Problem details:
Pick out every line in the rows below that contains the word "roof", and copy each of those lines.

[Dataset records]

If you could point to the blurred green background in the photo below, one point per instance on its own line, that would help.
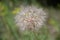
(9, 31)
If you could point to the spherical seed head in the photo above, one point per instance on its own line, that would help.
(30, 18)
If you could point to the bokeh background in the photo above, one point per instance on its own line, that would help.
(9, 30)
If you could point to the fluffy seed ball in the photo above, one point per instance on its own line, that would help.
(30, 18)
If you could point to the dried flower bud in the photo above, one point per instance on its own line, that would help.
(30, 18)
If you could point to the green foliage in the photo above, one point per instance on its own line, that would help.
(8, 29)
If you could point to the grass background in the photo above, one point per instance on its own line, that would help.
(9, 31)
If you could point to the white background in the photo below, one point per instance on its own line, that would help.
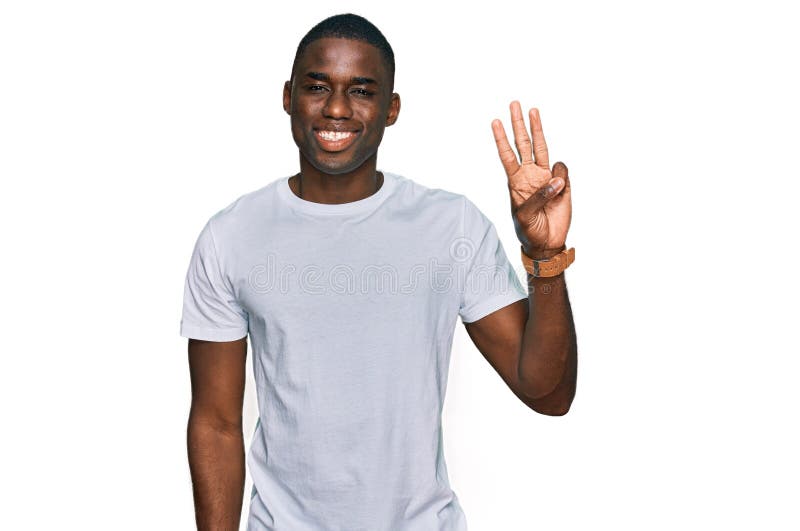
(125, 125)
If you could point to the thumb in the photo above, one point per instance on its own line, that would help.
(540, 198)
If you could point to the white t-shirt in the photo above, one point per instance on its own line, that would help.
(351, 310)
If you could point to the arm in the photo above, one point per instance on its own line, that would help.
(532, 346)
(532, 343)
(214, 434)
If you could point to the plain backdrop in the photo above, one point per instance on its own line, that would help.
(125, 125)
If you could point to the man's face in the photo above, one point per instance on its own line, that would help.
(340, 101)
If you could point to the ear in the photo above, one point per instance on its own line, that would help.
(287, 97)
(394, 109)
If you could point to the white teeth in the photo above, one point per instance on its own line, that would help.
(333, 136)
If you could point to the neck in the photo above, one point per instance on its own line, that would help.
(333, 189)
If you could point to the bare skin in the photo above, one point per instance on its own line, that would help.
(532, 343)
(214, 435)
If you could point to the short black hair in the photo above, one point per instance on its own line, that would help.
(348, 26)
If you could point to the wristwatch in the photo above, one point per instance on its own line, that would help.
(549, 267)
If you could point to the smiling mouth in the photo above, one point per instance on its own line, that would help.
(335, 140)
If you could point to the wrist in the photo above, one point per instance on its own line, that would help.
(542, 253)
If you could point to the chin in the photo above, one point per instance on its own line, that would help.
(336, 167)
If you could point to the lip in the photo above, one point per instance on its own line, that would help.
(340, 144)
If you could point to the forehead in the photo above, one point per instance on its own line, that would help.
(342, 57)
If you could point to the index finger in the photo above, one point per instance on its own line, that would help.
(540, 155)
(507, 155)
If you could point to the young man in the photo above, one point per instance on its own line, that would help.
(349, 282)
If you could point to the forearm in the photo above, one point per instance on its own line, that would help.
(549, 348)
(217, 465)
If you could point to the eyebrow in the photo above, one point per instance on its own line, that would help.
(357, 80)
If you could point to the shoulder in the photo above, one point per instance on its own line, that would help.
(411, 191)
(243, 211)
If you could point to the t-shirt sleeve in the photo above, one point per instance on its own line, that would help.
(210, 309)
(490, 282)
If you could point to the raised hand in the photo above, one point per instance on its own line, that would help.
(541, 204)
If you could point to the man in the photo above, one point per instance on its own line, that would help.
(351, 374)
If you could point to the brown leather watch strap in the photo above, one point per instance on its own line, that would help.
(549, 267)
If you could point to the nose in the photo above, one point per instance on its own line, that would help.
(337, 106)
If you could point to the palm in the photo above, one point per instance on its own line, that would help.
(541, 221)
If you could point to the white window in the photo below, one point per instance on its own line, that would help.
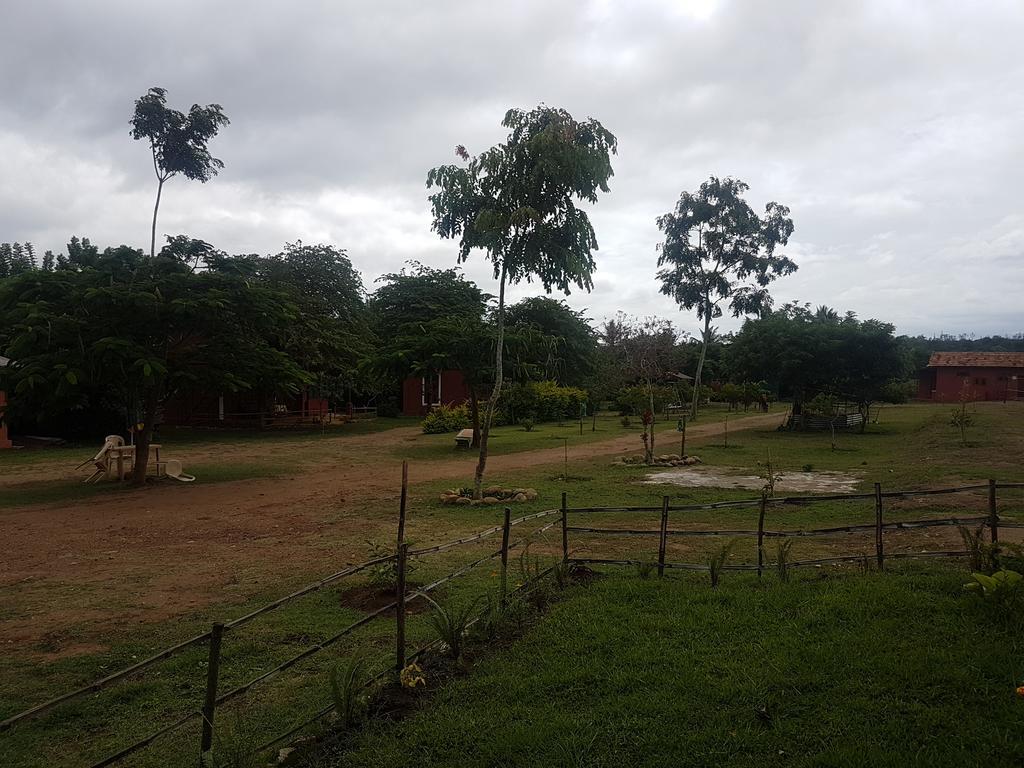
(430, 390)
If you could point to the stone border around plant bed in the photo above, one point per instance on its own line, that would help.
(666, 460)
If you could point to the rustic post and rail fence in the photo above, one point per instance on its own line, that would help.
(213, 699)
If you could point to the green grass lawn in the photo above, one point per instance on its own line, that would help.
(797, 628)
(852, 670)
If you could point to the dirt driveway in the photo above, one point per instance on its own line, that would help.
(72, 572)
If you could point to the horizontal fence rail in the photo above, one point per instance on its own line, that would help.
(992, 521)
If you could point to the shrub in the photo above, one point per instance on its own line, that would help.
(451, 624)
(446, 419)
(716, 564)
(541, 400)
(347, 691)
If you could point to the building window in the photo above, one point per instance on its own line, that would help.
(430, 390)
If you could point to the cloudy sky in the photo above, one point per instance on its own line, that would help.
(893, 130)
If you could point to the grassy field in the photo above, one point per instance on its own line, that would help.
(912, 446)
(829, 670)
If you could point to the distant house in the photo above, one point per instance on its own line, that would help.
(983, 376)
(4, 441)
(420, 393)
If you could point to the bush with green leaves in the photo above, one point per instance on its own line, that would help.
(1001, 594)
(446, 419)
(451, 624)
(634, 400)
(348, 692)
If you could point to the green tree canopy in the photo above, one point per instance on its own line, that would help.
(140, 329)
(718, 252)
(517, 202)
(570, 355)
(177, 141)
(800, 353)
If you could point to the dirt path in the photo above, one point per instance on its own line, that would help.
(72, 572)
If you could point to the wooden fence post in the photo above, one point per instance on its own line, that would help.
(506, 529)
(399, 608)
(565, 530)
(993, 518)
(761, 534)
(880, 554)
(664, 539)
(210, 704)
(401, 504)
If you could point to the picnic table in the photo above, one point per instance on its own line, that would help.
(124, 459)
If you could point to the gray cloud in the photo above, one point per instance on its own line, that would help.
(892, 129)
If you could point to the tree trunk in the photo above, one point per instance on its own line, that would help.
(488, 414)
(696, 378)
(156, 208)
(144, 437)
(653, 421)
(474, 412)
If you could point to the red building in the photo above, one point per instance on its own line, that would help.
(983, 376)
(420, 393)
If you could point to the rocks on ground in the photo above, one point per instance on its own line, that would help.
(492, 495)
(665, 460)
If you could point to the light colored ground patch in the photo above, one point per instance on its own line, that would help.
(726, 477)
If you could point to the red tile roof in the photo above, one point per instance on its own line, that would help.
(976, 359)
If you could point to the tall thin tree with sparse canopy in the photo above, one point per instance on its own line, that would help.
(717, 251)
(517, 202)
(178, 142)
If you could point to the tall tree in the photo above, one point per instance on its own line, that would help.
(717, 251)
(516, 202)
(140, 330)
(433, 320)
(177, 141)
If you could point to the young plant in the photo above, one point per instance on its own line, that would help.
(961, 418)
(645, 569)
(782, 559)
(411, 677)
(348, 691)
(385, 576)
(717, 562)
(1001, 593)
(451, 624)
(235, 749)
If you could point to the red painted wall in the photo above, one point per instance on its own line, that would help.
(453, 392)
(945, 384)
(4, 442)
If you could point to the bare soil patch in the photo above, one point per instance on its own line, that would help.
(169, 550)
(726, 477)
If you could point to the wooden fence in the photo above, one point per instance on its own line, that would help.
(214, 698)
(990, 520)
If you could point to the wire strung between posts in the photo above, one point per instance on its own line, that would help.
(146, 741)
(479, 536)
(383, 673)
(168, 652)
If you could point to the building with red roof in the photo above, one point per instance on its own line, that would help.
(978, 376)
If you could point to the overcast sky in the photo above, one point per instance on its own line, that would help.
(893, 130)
...
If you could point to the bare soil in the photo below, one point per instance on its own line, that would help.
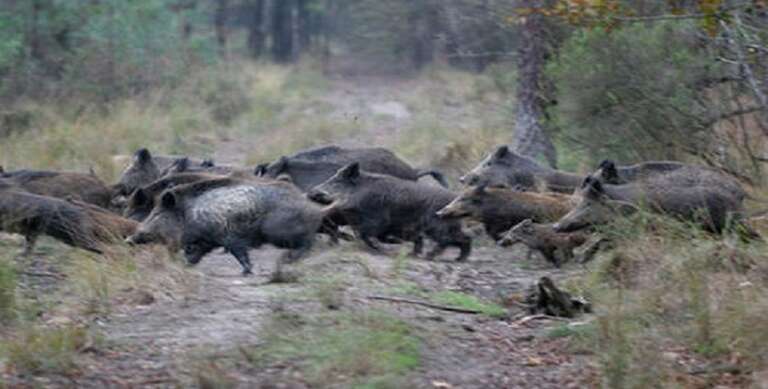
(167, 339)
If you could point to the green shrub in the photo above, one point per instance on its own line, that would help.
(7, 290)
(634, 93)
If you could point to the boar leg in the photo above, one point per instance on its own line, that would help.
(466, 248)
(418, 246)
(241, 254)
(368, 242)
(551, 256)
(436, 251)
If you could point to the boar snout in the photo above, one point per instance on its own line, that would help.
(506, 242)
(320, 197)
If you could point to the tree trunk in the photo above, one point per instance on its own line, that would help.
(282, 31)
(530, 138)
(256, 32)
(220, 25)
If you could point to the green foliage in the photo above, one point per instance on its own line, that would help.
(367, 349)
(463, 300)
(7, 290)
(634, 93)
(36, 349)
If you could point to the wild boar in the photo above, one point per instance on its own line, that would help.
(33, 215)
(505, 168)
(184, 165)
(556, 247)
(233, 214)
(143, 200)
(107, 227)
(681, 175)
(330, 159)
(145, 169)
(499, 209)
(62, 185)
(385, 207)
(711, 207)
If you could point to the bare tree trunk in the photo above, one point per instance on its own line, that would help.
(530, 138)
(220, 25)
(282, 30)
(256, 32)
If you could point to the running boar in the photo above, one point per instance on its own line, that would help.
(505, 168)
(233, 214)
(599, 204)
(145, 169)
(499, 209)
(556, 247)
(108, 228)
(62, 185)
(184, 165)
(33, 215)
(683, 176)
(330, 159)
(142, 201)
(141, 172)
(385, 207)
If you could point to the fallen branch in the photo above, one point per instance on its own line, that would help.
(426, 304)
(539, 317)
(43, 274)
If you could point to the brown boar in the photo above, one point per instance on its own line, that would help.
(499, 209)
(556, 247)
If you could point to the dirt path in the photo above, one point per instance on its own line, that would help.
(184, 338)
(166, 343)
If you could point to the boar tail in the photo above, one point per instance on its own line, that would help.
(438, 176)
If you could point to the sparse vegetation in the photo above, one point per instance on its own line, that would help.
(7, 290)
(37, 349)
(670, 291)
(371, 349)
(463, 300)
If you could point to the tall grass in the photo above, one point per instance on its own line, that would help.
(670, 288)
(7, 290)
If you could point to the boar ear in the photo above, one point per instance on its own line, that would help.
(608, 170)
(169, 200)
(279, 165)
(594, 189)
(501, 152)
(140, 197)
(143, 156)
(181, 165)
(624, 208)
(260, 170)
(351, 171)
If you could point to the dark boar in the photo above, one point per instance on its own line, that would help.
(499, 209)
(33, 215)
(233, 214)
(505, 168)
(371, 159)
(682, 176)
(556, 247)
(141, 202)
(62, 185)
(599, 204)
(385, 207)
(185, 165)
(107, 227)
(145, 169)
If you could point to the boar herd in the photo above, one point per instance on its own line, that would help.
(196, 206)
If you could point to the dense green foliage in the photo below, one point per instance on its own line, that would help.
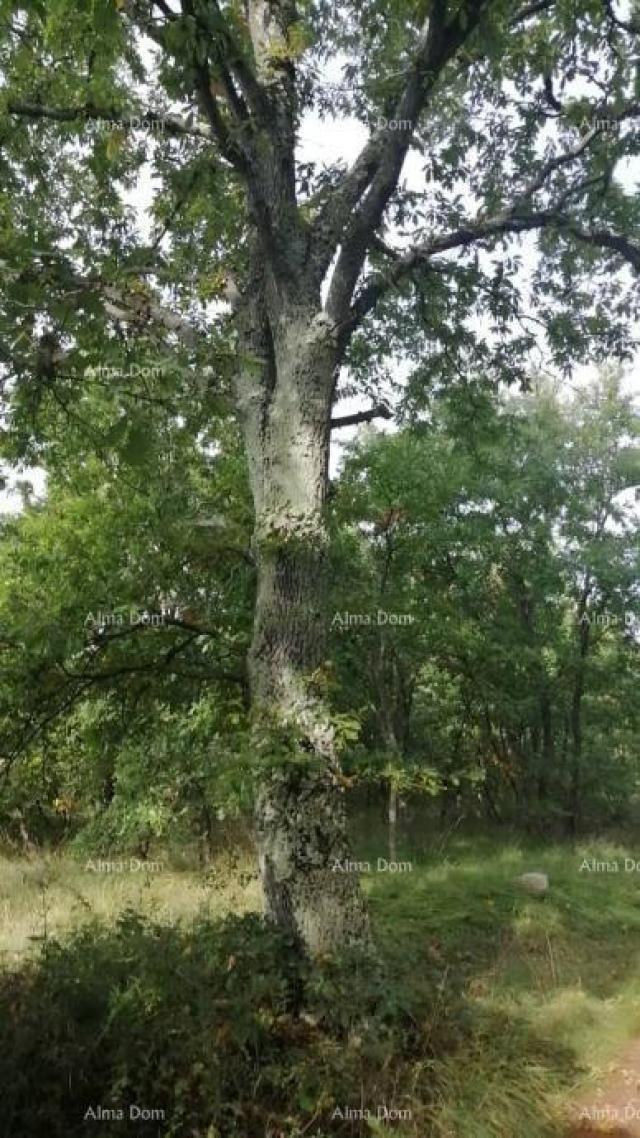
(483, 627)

Written solution:
If you could point to the red tile roof in the photo above, one point per instance on its own line, that would help.
If you could point to the building with red roof in the photo above, one point per instance on its own line, that would help.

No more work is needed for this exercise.